### [Work order]
Copy all records verbatim, images excluded.

### [Dataset records]

■ ■ ■ ■

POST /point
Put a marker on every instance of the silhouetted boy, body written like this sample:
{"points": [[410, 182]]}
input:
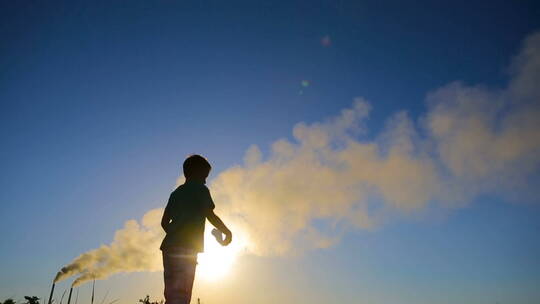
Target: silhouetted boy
{"points": [[183, 221]]}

■ ■ ■ ■

### [Reply to the task]
POST /point
Put a marker on every instance of the silhouetted boy, body written like this sample:
{"points": [[410, 182]]}
input:
Target: silhouetted boy
{"points": [[183, 221]]}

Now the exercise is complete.